> _THE RECORDS_
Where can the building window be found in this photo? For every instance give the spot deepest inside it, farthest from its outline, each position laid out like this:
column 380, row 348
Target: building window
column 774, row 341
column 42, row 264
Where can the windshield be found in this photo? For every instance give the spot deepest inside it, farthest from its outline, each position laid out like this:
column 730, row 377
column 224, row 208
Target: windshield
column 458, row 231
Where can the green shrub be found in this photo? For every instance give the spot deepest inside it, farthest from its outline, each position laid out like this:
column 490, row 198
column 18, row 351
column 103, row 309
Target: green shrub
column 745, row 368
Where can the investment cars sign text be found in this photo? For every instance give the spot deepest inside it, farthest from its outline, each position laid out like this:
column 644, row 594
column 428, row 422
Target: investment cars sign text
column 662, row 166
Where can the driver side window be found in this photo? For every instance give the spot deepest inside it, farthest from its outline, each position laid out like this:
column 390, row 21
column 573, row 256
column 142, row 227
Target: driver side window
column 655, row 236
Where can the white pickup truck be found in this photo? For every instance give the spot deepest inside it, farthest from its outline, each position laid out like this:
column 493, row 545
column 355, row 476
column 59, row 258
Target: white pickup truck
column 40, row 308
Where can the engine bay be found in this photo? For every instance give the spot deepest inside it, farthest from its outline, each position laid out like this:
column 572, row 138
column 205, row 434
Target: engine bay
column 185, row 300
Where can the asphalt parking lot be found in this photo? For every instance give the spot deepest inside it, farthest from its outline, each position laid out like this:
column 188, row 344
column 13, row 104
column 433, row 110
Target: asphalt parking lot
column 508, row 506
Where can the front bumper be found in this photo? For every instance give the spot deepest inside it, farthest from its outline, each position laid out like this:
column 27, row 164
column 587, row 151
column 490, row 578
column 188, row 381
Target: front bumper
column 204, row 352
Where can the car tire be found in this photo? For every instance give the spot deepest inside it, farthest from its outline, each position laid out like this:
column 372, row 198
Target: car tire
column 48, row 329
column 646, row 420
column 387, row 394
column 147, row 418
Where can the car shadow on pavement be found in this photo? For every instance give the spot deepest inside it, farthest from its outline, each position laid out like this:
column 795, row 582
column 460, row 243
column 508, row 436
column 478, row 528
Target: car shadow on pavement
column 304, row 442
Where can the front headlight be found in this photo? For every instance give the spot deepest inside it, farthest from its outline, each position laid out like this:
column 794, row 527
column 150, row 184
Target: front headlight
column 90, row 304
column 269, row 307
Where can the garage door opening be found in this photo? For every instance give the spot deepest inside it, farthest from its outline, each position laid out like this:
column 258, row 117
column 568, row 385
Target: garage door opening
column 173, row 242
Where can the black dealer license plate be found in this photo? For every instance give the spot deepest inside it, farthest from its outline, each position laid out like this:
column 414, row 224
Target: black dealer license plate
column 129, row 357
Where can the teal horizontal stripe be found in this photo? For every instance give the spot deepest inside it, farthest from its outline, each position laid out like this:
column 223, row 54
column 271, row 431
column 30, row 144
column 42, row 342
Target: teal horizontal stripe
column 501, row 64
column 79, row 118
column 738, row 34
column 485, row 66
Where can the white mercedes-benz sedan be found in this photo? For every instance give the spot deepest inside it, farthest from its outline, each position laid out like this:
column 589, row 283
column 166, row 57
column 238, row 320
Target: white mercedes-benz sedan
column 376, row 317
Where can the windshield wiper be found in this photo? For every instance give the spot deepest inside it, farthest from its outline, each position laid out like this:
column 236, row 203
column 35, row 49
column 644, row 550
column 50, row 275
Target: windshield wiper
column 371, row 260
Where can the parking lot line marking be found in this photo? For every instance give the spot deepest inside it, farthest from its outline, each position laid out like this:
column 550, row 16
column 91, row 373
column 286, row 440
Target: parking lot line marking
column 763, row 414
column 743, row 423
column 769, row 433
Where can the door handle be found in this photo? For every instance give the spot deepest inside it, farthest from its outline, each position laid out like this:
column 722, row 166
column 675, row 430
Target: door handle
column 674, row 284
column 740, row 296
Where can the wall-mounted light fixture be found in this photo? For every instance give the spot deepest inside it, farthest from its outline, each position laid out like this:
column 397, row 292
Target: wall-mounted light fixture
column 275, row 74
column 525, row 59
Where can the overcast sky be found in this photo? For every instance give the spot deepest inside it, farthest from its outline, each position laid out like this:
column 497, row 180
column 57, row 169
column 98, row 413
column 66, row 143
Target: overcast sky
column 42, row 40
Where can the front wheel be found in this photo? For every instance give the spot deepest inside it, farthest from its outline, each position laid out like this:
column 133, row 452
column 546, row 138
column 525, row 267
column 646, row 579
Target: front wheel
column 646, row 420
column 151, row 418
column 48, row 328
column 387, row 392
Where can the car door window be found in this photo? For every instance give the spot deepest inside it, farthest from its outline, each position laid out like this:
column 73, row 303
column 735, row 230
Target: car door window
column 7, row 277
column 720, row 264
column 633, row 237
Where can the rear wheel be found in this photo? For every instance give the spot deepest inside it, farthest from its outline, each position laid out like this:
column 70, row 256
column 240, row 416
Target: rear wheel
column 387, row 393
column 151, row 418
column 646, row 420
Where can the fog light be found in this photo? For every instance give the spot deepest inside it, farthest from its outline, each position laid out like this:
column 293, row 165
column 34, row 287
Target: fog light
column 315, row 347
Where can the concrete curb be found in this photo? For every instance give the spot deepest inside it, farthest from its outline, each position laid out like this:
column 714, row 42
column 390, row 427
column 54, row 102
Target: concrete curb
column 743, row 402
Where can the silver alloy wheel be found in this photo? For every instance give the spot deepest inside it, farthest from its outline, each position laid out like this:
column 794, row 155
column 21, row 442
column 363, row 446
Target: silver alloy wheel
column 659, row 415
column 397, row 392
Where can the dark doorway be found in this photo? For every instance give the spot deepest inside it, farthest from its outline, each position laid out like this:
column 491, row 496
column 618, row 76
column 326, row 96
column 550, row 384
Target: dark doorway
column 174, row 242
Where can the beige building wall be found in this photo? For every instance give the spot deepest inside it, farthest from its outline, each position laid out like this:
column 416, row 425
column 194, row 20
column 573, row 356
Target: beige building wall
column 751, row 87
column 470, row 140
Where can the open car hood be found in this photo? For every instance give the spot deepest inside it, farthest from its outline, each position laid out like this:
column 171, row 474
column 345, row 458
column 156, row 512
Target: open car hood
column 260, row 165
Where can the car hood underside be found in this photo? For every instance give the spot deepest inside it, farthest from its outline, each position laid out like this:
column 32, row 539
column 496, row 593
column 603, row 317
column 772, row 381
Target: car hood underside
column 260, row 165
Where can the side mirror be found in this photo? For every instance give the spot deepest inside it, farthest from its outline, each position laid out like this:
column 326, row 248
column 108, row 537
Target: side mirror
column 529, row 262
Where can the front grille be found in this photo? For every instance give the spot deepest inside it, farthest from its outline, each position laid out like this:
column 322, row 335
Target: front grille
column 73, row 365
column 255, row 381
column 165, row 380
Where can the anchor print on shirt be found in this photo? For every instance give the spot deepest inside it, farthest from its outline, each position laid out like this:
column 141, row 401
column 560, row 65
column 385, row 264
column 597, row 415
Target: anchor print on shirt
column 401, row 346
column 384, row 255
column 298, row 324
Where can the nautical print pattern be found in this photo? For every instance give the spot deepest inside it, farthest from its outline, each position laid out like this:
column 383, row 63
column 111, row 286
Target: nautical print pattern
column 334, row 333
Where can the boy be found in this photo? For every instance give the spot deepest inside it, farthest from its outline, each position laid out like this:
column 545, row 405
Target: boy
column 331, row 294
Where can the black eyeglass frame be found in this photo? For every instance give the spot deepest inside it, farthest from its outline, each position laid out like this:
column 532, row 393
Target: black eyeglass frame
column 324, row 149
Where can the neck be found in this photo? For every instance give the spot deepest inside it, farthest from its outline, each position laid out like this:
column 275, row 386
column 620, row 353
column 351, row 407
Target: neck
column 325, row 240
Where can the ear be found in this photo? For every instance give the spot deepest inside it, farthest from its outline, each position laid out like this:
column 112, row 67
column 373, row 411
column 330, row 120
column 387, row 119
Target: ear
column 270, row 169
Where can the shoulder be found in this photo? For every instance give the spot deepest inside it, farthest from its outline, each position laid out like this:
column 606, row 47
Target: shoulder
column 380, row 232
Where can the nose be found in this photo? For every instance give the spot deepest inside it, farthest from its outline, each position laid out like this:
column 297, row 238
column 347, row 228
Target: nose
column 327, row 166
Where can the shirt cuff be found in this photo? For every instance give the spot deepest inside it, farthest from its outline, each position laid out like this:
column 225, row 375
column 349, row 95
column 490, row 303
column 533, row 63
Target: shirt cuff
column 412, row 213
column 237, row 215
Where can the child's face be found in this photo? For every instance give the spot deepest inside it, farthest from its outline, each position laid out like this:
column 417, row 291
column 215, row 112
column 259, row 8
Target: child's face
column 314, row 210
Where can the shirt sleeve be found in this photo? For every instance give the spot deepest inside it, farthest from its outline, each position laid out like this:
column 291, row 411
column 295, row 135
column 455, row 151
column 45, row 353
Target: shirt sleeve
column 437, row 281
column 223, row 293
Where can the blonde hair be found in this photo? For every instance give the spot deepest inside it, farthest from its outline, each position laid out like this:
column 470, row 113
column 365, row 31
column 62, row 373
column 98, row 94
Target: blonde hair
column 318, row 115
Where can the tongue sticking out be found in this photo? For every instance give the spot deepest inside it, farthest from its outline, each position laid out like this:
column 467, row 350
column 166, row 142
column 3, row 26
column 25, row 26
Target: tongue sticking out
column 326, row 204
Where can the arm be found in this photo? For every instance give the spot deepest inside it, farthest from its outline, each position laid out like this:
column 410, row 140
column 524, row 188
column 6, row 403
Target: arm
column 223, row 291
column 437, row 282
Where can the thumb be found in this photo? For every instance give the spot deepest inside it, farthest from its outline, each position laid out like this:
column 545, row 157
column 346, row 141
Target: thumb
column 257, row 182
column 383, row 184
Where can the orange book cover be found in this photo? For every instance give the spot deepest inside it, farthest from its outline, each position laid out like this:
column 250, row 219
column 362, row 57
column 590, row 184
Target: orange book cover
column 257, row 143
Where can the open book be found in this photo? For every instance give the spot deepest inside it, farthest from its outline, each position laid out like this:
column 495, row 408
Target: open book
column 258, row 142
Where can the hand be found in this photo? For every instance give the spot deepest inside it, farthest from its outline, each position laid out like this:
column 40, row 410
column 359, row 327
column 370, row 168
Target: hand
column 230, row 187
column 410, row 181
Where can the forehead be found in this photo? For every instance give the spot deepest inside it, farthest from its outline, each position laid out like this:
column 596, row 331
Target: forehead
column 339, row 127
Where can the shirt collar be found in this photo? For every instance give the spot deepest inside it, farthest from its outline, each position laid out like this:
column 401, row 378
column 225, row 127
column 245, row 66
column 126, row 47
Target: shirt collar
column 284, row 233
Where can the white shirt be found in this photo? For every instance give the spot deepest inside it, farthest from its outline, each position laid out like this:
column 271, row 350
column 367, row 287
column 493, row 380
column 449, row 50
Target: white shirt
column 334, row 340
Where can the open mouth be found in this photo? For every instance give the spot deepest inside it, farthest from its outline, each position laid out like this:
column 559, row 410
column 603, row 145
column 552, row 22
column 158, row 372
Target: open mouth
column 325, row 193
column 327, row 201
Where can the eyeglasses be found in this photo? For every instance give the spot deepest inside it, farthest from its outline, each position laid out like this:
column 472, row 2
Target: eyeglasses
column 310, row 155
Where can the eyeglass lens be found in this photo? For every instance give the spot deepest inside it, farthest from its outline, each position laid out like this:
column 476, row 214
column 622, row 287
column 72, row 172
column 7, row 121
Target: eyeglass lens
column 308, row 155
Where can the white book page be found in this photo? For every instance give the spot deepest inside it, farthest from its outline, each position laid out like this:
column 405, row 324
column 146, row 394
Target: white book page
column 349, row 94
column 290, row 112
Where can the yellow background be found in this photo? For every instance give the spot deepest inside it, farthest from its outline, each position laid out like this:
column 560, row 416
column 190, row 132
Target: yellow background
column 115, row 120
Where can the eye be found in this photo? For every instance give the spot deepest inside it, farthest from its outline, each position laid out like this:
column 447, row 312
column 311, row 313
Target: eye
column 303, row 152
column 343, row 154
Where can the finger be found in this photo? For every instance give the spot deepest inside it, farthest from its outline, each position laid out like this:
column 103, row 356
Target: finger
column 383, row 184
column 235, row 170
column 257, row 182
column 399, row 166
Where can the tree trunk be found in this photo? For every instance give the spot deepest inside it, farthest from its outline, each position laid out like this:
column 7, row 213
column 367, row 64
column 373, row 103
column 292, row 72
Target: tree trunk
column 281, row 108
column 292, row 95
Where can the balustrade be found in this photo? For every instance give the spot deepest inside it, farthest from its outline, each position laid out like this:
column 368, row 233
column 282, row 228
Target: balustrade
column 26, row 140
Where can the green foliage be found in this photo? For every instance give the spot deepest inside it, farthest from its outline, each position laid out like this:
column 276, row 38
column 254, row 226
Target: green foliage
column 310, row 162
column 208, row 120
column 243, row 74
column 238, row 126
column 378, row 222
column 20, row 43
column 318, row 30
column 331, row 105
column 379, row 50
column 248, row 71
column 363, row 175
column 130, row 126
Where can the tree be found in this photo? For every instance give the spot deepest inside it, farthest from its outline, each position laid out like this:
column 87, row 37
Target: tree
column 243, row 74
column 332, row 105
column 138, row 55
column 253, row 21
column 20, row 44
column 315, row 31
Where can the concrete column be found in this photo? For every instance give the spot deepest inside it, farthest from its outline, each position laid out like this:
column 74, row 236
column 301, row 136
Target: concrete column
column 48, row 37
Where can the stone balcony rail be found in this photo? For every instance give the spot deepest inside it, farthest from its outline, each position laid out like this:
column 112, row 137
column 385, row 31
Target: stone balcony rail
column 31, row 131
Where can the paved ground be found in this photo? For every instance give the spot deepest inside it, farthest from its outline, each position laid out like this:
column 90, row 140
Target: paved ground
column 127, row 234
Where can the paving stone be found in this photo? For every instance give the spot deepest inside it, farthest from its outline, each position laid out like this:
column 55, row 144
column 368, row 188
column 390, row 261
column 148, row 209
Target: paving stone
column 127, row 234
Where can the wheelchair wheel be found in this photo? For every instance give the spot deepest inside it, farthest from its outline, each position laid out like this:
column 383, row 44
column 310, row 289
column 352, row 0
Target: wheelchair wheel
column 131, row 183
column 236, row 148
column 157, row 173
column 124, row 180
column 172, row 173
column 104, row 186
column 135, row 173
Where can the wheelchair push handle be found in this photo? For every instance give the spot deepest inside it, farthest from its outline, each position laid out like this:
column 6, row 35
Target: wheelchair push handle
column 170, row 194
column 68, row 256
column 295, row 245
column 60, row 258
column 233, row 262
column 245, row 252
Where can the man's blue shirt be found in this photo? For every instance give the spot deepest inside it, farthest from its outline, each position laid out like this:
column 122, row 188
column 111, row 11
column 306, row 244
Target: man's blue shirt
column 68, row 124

> _WHAT IS REQUIRED_
Copy out, without any change, every line from the one containing "Where can the door" through the one containing "column 387, row 392", including both of those lines.

> _FULL RESPONSE_
Where can the door handle be found in this photo? For every instance give the spot deepest inside it, farthest from its outline, each position laid out like this:
column 722, row 166
column 675, row 430
Target: door handle
column 674, row 284
column 740, row 296
Where can the wall-mounted light fixture be found in this photo? For every instance give the spot deepest inside it, farthest from its outline, each position laid out like this:
column 397, row 292
Target: wall-mounted light fixture
column 275, row 74
column 525, row 59
Where can the overcast sky be found in this photo? For every instance give the spot deepest inside it, farthest from its outline, each position laid out like this:
column 497, row 180
column 57, row 169
column 98, row 413
column 66, row 143
Target: overcast sky
column 42, row 40
Where can the front wheel be found in this photo? For every instance give the spot deepest inside it, farthest from its outline, each position laid out like this:
column 133, row 452
column 546, row 138
column 525, row 267
column 646, row 579
Target: front wheel
column 646, row 420
column 151, row 418
column 48, row 328
column 387, row 392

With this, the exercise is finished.